Records provided:
..............................

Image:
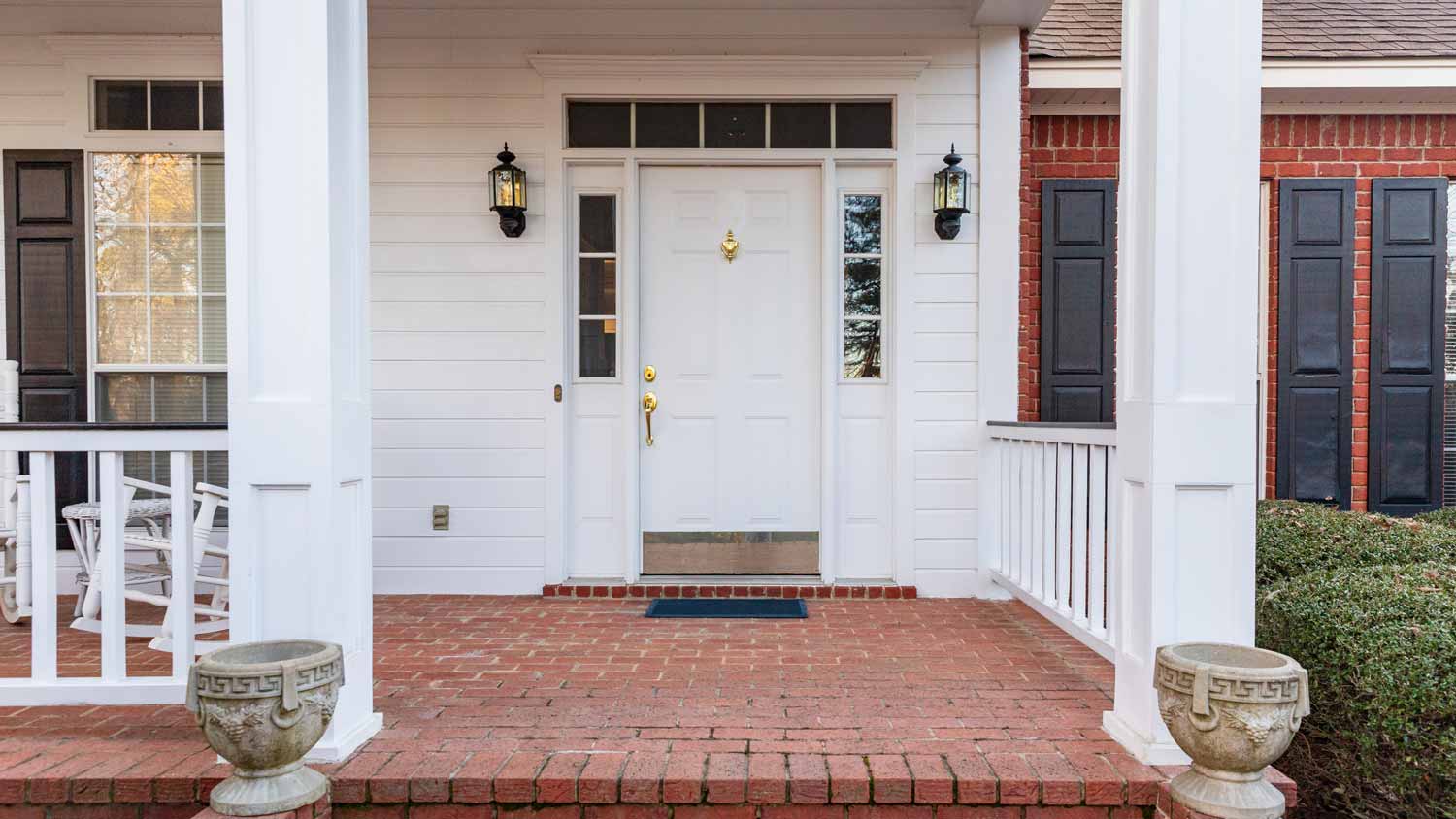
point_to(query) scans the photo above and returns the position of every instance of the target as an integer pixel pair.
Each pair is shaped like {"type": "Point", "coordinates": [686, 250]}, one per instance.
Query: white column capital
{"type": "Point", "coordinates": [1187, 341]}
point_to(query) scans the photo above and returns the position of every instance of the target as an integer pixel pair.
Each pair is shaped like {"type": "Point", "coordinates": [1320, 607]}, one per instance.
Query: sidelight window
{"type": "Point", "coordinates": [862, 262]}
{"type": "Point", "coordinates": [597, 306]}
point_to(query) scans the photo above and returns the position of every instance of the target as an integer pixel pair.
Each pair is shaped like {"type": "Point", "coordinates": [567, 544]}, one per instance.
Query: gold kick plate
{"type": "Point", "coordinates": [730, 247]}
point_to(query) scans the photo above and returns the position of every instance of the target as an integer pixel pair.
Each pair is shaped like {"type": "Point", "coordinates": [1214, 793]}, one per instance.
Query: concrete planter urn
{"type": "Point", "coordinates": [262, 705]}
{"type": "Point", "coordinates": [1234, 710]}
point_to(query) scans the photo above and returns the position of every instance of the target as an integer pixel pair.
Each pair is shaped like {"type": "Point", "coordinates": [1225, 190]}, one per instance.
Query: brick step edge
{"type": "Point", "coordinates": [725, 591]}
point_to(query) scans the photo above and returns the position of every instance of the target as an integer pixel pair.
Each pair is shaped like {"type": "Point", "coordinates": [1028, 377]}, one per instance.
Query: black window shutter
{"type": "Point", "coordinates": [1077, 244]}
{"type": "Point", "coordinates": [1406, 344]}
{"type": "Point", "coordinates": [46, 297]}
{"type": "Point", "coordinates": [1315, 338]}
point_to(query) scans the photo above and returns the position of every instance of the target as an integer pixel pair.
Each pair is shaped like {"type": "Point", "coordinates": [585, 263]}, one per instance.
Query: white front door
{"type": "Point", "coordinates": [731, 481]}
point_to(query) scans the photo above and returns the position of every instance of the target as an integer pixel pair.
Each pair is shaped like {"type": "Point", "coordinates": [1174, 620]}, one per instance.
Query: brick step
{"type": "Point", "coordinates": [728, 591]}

..............................

The task:
All records above are to be repeated exactly, with the images left out.

Written response:
Image:
point_to(query) scans the photo above and returns the position of every instance of the target as an integer pixel pair.
Each pair is shaped like {"type": "Point", "coordinates": [686, 250]}, one per instance.
Query: white column capital
{"type": "Point", "coordinates": [1187, 341]}
point_to(query) scans the photo above and returns the position of every instance of the target as an integer pixel pair.
Each pair is shaped like {"type": "Point", "coordinates": [1320, 607]}, one per instance.
Query: sidelight window
{"type": "Point", "coordinates": [862, 262]}
{"type": "Point", "coordinates": [597, 306]}
point_to(query) scans the photo above and returns the position of every instance of the target as an integer pixel pair.
Each pair is shaped like {"type": "Point", "coordinates": [567, 544]}, one per instance.
Query: gold kick plate
{"type": "Point", "coordinates": [730, 247]}
point_to(query) scans the photo above and returns the position of every instance of the target as an integer pixel pair.
Each pair is shaped like {"type": "Point", "coordinates": [1214, 793]}, one per instance.
Query: concrete planter urn
{"type": "Point", "coordinates": [262, 705]}
{"type": "Point", "coordinates": [1234, 710]}
point_to(query) scans the photo above and returns the position of every instance of the target as an integer pixel pair.
Each pair is shaped like {"type": "Point", "coordinates": [1225, 190]}, one per instance.
Query: brick step edge
{"type": "Point", "coordinates": [725, 591]}
point_to(query) scans the photo above and returns the position of every instance of the target as an integer pixel pair.
Each pair is shaped like {"type": "Point", "coordinates": [1028, 377]}, one per instance.
Query: black window shutter
{"type": "Point", "coordinates": [1077, 244]}
{"type": "Point", "coordinates": [1406, 344]}
{"type": "Point", "coordinates": [46, 297]}
{"type": "Point", "coordinates": [1315, 338]}
point_to(query) scans the photo above and returns the position of every instance of the target as an integer pixel pair.
Each pair is shaped like {"type": "Point", "coordinates": [585, 263]}, one per instance.
Query: white front door
{"type": "Point", "coordinates": [731, 481]}
point_to(query) scans the photo above and returns the position of every instance of the target as an integer pixel pair.
Each pair is shaped like {"type": "Point", "coordinates": [1174, 620]}, one per instance.
Query: brick step
{"type": "Point", "coordinates": [728, 591]}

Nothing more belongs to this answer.